Input ▸
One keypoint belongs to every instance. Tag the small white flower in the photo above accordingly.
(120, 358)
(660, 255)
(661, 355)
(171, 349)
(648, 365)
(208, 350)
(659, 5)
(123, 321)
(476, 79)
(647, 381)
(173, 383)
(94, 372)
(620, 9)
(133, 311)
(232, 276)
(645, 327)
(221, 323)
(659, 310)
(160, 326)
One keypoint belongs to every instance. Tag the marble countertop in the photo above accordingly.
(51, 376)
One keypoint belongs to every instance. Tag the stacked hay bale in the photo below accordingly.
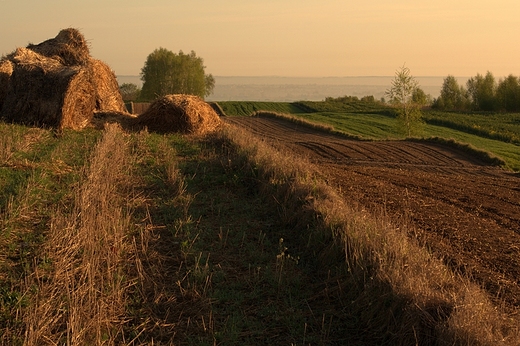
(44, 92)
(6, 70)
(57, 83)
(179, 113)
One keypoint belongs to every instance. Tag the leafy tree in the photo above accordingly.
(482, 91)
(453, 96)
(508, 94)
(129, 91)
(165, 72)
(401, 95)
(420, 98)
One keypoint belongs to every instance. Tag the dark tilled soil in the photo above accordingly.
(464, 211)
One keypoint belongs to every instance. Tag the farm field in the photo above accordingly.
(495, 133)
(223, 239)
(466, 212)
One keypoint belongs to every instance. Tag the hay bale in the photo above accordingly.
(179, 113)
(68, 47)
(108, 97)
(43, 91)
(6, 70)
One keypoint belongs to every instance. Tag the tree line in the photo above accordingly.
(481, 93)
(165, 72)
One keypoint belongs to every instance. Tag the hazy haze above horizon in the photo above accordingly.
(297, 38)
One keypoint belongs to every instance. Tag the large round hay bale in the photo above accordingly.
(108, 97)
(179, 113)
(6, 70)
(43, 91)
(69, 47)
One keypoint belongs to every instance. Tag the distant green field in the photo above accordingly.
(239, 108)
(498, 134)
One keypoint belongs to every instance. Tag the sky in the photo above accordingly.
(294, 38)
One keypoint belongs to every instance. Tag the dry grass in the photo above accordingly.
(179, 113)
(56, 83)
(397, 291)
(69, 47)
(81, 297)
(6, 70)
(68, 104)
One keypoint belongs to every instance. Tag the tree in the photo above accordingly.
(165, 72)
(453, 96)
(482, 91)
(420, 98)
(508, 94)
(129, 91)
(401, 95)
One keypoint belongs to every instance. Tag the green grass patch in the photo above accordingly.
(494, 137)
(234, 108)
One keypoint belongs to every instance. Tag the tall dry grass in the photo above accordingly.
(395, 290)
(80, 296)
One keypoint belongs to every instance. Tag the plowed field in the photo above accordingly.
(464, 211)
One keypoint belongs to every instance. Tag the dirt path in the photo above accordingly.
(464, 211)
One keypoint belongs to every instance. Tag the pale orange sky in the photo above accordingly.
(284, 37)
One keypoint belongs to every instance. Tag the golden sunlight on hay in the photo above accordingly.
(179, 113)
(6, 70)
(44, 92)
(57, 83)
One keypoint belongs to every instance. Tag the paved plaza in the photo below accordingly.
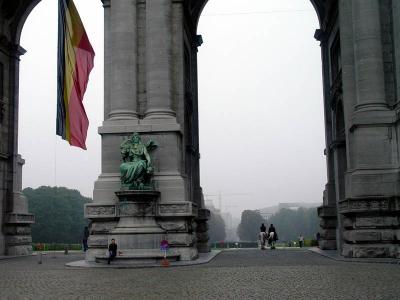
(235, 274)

Stated task ▸
Repeat the material above word for word and skip every image in it.

Result below ▸
One keypoint belongs to every instance. Tag the small white flower in the photo above accordingly.
(120, 358)
(660, 255)
(661, 355)
(171, 349)
(648, 365)
(208, 350)
(659, 5)
(123, 321)
(476, 79)
(647, 381)
(173, 383)
(94, 372)
(620, 9)
(133, 311)
(232, 276)
(645, 327)
(221, 323)
(659, 310)
(160, 326)
One keypoint belongs to every instance. Tag the marble countertop in the photo above accordingly.
(51, 376)
One keypoint belongs to every instance. Tag the stacked hay bale in the photo below accordingly.
(44, 92)
(6, 70)
(57, 83)
(179, 113)
One keypoint belongs to every instance. Tag the leafy tree in the photo above accordingly.
(482, 91)
(453, 96)
(508, 94)
(129, 91)
(165, 72)
(401, 95)
(420, 98)
One keypoint belongs to every instance. Tag the dark tilled soil in the photo above accordingly.
(464, 211)
One keypoint belongs to every instance. Tag the farm field in the photo above accordingly.
(495, 133)
(223, 239)
(466, 212)
One keypoint belongs to every instance. Tag the hay bale in the photo above accordingly.
(179, 113)
(68, 47)
(108, 97)
(43, 91)
(6, 70)
One keypoint belongs to every instance. Tag the tree line in the photo above accordingly.
(481, 93)
(165, 72)
One keypoint belongs to every instance. Tag the hazy haze above horizon in the photo above accordingly.
(297, 38)
One keypoint belongs to every instance. Tag the large round hay bale in the photo above accordingly.
(108, 97)
(179, 113)
(6, 70)
(43, 91)
(69, 47)
One keypoint belongs to every instance. Tag the distant green field in the photo above accordingly.
(239, 108)
(498, 134)
One keypoint belongs to every instance. Tag the sky in the photo above accordingly.
(294, 38)
One keypoint belongs to every instance. Tag the dry grass in the photo above accordingly.
(179, 113)
(56, 83)
(397, 291)
(69, 47)
(81, 297)
(6, 70)
(68, 104)
One keypoint belongs to every instance. Tag the tree in the photo above accordingly.
(165, 72)
(453, 96)
(482, 91)
(420, 98)
(508, 94)
(129, 91)
(401, 95)
One keypoint belongs to every instance. Tag the green grass patch in the photo above accordingly.
(494, 137)
(234, 108)
One keypoint belongs to every instance. Tag the tall dry grass in the photo above accordingly.
(395, 290)
(80, 296)
One keypoint belongs to every instance. Tag the plowed field in the photo above accordingly.
(464, 211)
One keypoint belongs to every instance. Tag the dirt path in the photo above accordingly.
(464, 211)
One keypoint belongs to every instance. Tag the pale orange sky in the photo above accordingly.
(284, 37)
One keypoint belongs to every instance. Tag the golden sunlight on hay in the photo above accordingly.
(179, 113)
(6, 70)
(44, 92)
(57, 83)
One keypoint belongs to every instance. Tag the paved plaza in the photo below accordingly.
(235, 274)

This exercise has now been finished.